Texto base:
+===+

Antonin Scalia foi, sem sombra de dúvida, um dos maiores juízes de direito em todo o planeta. Um verdadeiro gigante do direito. Um jurista inteligente, com conhecimento profundo do direito e da justiça.

No referido evento, em 2009, com certeza foi espetacular presenciar ao vivo a lição que Scalia deu em Barroso, então advogado constitucionalista, e hoje (2024) presidente do Supremo Tribunal Federal (STF). Aliás, data venia, vale observar que, no citado evento, Barroso deveria ter aprendido com Scalia que a Constituição é para ser interpretada e não manobrada; que decisões morais devem ser do povo e do Legislativo e não de juízes; que juízes não sabem mais do que cidadãos comuns; e que não é permitido aos juízes colocarem suas ideologias acima do texto da lei. 

O avesso do avesso

O justice Antonin Scalia foi o avesso americano de Barroso. Pregava a interpretação da lei com base na literalidade do texto, julgando que as palavras têm sentido e não cabe aos magistrados subverter o significado delas para impor suas ideias ou ideologia.

+===+

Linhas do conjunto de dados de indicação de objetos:
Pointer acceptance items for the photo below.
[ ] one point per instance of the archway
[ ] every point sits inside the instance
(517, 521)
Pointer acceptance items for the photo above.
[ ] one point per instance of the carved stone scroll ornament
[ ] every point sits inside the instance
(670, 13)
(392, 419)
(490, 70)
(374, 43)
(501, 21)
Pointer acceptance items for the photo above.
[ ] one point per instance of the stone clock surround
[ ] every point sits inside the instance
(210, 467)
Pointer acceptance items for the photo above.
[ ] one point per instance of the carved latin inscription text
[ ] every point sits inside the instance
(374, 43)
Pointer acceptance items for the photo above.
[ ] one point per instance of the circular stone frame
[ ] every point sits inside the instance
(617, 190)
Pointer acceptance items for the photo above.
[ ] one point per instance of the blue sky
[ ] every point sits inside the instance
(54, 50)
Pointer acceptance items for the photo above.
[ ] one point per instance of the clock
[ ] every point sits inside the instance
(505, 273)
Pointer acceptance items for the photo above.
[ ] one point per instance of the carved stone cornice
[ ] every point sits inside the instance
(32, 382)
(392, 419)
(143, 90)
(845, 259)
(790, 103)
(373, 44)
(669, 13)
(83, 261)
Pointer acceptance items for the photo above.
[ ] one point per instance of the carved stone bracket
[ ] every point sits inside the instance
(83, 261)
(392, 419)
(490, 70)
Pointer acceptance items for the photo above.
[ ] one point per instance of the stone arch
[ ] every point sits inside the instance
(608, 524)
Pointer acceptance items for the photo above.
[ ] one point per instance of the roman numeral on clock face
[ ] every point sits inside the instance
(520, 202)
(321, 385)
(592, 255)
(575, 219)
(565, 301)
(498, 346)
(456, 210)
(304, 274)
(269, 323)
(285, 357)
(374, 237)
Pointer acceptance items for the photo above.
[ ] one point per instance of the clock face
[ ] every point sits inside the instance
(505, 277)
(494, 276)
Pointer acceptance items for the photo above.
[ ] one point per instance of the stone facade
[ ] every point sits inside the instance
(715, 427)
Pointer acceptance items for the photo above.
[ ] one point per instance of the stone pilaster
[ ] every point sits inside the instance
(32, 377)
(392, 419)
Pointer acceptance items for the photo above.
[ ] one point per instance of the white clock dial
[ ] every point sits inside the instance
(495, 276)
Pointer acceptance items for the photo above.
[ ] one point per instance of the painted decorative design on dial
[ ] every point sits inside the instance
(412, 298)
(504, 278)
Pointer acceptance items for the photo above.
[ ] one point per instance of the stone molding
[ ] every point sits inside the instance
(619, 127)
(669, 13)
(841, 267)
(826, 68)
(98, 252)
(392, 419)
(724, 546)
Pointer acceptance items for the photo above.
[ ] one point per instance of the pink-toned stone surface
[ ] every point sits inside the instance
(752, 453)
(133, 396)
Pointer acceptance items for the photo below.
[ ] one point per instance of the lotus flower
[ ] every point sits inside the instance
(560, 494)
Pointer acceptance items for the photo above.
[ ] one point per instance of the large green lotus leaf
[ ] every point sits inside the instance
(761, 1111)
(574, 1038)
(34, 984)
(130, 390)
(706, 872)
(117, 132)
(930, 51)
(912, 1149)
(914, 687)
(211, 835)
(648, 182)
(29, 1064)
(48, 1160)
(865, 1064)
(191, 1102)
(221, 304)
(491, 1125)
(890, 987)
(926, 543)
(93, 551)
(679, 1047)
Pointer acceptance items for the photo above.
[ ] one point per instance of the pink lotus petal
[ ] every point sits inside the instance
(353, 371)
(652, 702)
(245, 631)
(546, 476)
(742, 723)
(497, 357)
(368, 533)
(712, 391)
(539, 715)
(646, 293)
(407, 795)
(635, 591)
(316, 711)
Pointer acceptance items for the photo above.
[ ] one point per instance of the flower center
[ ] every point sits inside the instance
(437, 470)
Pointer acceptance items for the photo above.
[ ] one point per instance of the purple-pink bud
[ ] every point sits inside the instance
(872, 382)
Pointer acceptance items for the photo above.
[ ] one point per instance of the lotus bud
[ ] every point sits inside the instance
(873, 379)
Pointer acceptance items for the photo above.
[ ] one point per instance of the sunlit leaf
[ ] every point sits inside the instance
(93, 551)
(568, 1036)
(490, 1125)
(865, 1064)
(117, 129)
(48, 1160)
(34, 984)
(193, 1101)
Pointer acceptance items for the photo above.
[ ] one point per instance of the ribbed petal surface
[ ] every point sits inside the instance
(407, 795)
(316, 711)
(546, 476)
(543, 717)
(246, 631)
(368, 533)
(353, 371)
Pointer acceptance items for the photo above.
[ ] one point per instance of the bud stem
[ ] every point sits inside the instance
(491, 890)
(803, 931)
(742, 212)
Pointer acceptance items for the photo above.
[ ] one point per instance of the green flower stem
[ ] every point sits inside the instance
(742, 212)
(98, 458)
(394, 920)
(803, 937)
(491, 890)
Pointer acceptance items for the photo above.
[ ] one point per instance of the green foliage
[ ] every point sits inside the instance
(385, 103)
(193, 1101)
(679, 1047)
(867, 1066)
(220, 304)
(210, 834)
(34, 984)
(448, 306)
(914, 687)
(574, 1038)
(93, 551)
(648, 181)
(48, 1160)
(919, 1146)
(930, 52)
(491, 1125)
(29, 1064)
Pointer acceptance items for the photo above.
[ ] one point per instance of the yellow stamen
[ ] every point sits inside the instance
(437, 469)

+===+

O que se pede:
1. No texto sobre Antonin Scalia, em que base ele pregava a interpretação da lei?
2. Dê prosseguimento ao texto sobre Antonin Scalia a partir da última frase apresentada.
As linhas não são necessárias para este exercício.

Respostas:
1. Na literalidade do texto.

2.
Atropelar o Poder Legislativo? Nem pensar. Foi voto vencido na decisão da Corte sobre o casamento gay, não por ser ideologicamente contra a medida, mas por respeitar a separação dos poderes e atribuir essas questões aos legisladores, os representantes eleitos do povo. Daí ele ter sido o avesso do avesso de Barroso e de muitos outros juízes atualmente no STF.

A expressão “poor reasoning” (fundamentação pobre) com que se referiu certa vez a uma decisão da juíza Ruth Bader Ginsburg, nomeada por Bill Clinton, é uma amostra - perfeitamente aplicável aos votos de muitos juízes da Corte brasileira - de como Scalia cobrava consistência da argumentação dos colegas.

Porém, Scalia também sabia admitir seus erros. Quando a mesma Ginsburg o confrontou por ter votado numa posição contrária à que tomara noutro caso, defendeu-se citando o juiz Robert Jackson: “Não vejo por que eu deva ficar conscientemente errado hoje porque, inconscientemente, estive errado ontem”.

Encerrando este artigo

Os advogados, operadores do direito, aprenderam que o STF é o guardião da Constituição. Mas, atualmente, a decepção dos advogados é muito grande com tudo que vem acontecendo em razão das opiniões políticas e discursos públicos de juízes do Supremo, que falam muito e exageradamente fora dos autos e interpretam a Constituição a seu bel-prazer. E isso não é comum e muito menos normal. O recato, o equilíbrio e a moderação se fazem necessários. O juiz precisa estar cônscio de que o exercício da atividade jurisdicional impõe restrições e exigências pessoais distintas das permitidas aos cidadãos em geral.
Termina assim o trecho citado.